> **WHAT TO PRODUCE**: Count the lines in the records below that contain the string "mode". Reply with the number alone.

# start of INPUT ROWS

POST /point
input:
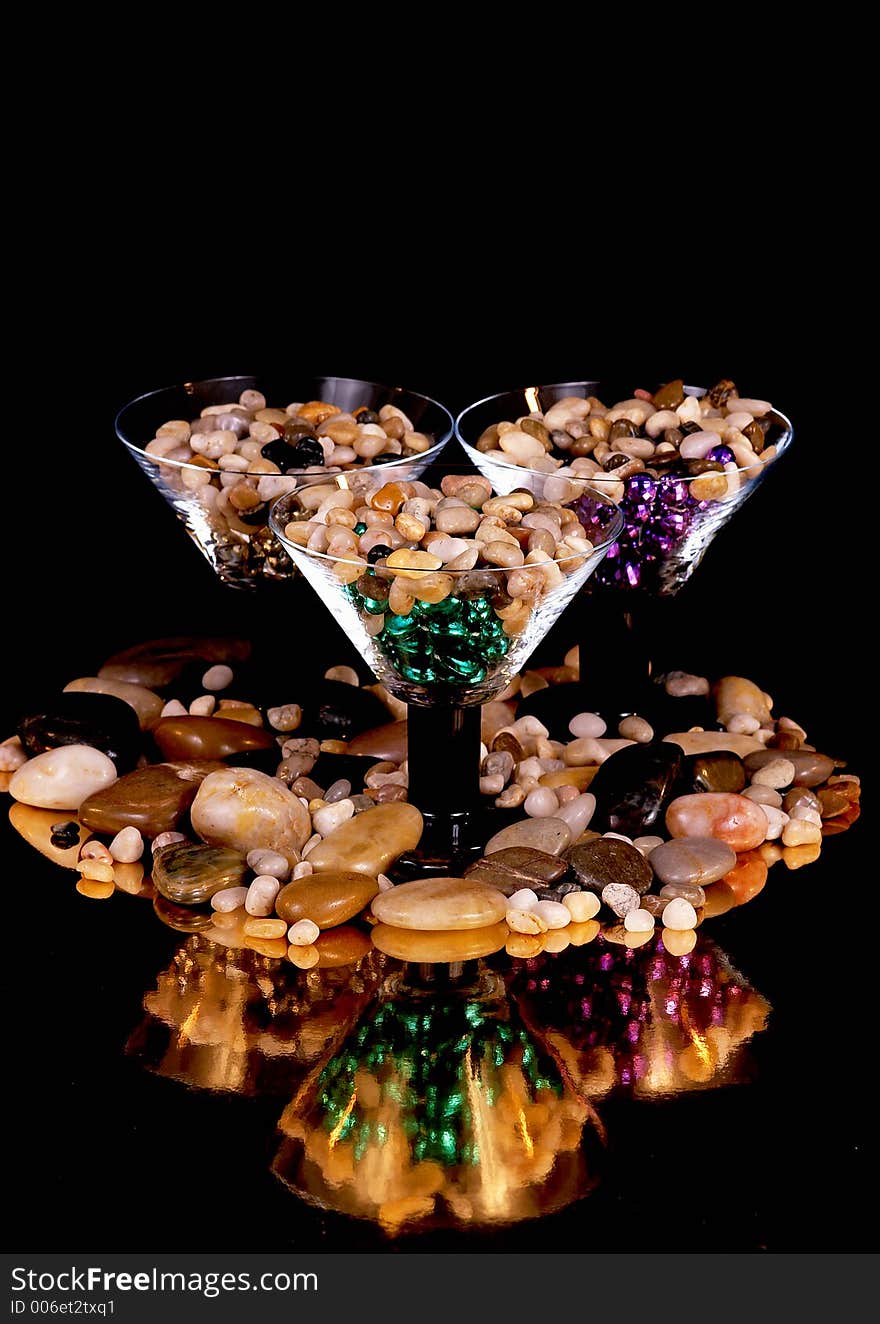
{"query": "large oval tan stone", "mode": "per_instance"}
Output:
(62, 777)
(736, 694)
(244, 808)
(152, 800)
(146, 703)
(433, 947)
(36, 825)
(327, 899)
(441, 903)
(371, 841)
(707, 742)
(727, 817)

# end of INPUT ROWS
# start of INPUT ROWS

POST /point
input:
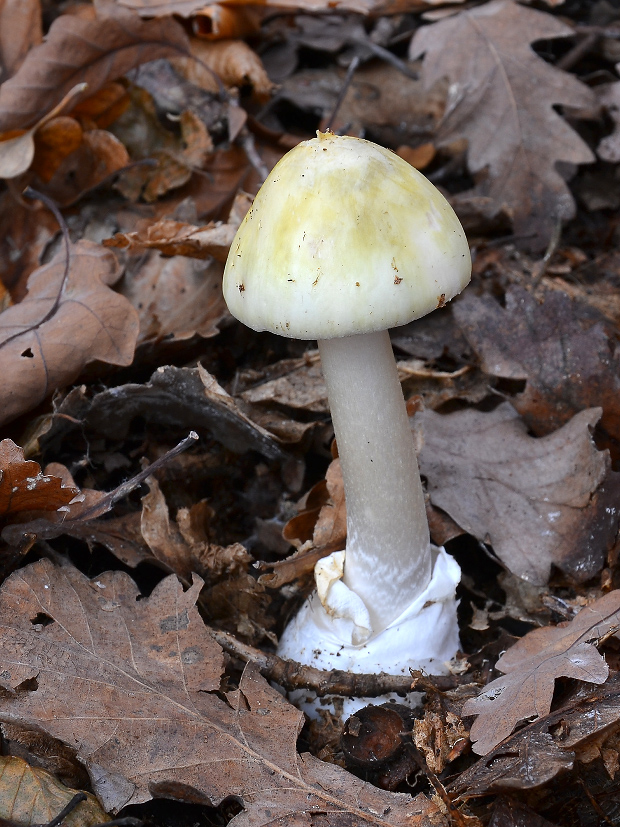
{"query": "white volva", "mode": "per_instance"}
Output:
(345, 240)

# end of INPUT ROWS

> **THE REPLY**: 2